Exercise directions — Each entry is to be output as written, so that none is missing.

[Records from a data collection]

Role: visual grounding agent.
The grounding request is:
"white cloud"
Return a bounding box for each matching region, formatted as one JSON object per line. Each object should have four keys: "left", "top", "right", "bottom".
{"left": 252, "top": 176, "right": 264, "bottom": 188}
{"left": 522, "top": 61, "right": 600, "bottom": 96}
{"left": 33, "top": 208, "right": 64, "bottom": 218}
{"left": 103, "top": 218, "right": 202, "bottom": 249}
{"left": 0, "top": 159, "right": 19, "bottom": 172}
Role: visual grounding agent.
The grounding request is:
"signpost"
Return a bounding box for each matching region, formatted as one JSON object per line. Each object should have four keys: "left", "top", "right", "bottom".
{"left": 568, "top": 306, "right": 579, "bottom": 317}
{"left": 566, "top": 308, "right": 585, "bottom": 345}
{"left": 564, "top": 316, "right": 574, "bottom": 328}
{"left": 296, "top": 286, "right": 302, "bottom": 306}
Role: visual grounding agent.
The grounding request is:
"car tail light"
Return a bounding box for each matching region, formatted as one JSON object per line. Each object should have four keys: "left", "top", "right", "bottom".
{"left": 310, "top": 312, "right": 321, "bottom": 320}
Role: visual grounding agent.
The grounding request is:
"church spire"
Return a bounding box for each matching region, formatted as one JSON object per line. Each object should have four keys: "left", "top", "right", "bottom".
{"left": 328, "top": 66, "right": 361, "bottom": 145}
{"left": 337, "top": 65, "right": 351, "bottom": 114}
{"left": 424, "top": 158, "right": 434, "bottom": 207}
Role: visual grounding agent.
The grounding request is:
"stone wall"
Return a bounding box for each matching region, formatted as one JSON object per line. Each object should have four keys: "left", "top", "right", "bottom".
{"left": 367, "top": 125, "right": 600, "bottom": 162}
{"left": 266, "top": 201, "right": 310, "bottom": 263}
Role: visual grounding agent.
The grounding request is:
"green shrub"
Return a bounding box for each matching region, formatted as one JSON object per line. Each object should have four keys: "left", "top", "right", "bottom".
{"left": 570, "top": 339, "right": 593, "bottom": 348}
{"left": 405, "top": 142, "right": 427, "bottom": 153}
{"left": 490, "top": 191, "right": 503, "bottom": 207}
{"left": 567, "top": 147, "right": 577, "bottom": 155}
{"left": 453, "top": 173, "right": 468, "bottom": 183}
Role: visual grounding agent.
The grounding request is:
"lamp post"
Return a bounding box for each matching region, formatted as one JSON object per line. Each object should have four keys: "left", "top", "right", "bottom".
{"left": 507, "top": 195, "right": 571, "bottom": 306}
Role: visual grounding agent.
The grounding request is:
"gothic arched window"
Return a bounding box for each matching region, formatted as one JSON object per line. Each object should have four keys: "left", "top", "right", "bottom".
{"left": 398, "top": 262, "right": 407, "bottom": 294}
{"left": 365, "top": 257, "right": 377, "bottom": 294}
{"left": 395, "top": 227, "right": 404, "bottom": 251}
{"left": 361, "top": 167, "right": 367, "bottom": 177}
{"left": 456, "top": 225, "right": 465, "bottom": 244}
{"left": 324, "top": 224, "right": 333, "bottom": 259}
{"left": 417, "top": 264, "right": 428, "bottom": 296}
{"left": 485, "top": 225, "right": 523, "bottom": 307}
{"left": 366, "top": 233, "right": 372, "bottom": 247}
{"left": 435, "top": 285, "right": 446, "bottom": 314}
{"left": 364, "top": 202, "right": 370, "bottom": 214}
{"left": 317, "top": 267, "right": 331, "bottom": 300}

Answer section —
Role: visual grounding agent.
The grounding request is:
"white cloud"
Return a bounding box for each matching region, formatted as one JSON object per line. Each object should have four keys: "left", "top", "right", "bottom".
{"left": 252, "top": 176, "right": 264, "bottom": 188}
{"left": 522, "top": 61, "right": 600, "bottom": 96}
{"left": 33, "top": 208, "right": 64, "bottom": 218}
{"left": 103, "top": 218, "right": 202, "bottom": 249}
{"left": 0, "top": 159, "right": 19, "bottom": 172}
Role: visual grounding agent.
The grounding request is:
"signpost"
Return a bounding box for each matching region, formatted as one JSON object per line. Each object should have four keys: "left", "top", "right", "bottom".
{"left": 568, "top": 306, "right": 579, "bottom": 317}
{"left": 566, "top": 308, "right": 585, "bottom": 345}
{"left": 564, "top": 316, "right": 574, "bottom": 328}
{"left": 296, "top": 286, "right": 302, "bottom": 306}
Role: visual grounding agent.
The grounding request is:
"car tail light"
Return a bounding box for each matching region, formatted as one JSON object per line. Each object should have four keys: "left", "top", "right", "bottom".
{"left": 310, "top": 312, "right": 321, "bottom": 320}
Role: visual grounding agent.
The grounding request is:
"church spire"
Return a bounding box for each matching region, formatted as one JSON object per line. Each object should have four keys: "left", "top", "right", "bottom".
{"left": 328, "top": 66, "right": 361, "bottom": 145}
{"left": 337, "top": 65, "right": 351, "bottom": 114}
{"left": 424, "top": 158, "right": 434, "bottom": 207}
Role: visual grounding agent.
The grounding request is:
"stone wall"
Return a bounding box for each matching region, formatted as one JSON object per line. Each object should have four keys: "left", "top", "right", "bottom".
{"left": 367, "top": 125, "right": 600, "bottom": 162}
{"left": 266, "top": 201, "right": 310, "bottom": 263}
Role: visual grounding agent.
The grounding request is:
"green shrub"
Return a bounding box for each matching region, formatted as one JSON object per line. Each object should have four keys: "left", "top", "right", "bottom".
{"left": 570, "top": 339, "right": 593, "bottom": 348}
{"left": 405, "top": 142, "right": 427, "bottom": 153}
{"left": 490, "top": 191, "right": 503, "bottom": 207}
{"left": 567, "top": 147, "right": 577, "bottom": 155}
{"left": 453, "top": 173, "right": 468, "bottom": 183}
Role: visual grounding agent.
The grounding request is:
"lamp post"
Return a bounding box for each matching region, formatted as one JSON object per line. Each object should have four keys: "left", "top", "right", "bottom".
{"left": 507, "top": 195, "right": 571, "bottom": 306}
Role: visual grounding agent.
The grounding request is:
"gothic arched window"
Return a bounding box for each matching region, formatted as one JSON object per line. Each object should have four keys: "left", "top", "right", "bottom".
{"left": 398, "top": 262, "right": 407, "bottom": 294}
{"left": 365, "top": 257, "right": 377, "bottom": 294}
{"left": 395, "top": 227, "right": 404, "bottom": 251}
{"left": 361, "top": 167, "right": 367, "bottom": 177}
{"left": 456, "top": 225, "right": 465, "bottom": 244}
{"left": 324, "top": 224, "right": 333, "bottom": 259}
{"left": 417, "top": 264, "right": 428, "bottom": 296}
{"left": 485, "top": 225, "right": 523, "bottom": 307}
{"left": 366, "top": 233, "right": 372, "bottom": 247}
{"left": 435, "top": 285, "right": 446, "bottom": 314}
{"left": 364, "top": 202, "right": 370, "bottom": 214}
{"left": 317, "top": 267, "right": 331, "bottom": 300}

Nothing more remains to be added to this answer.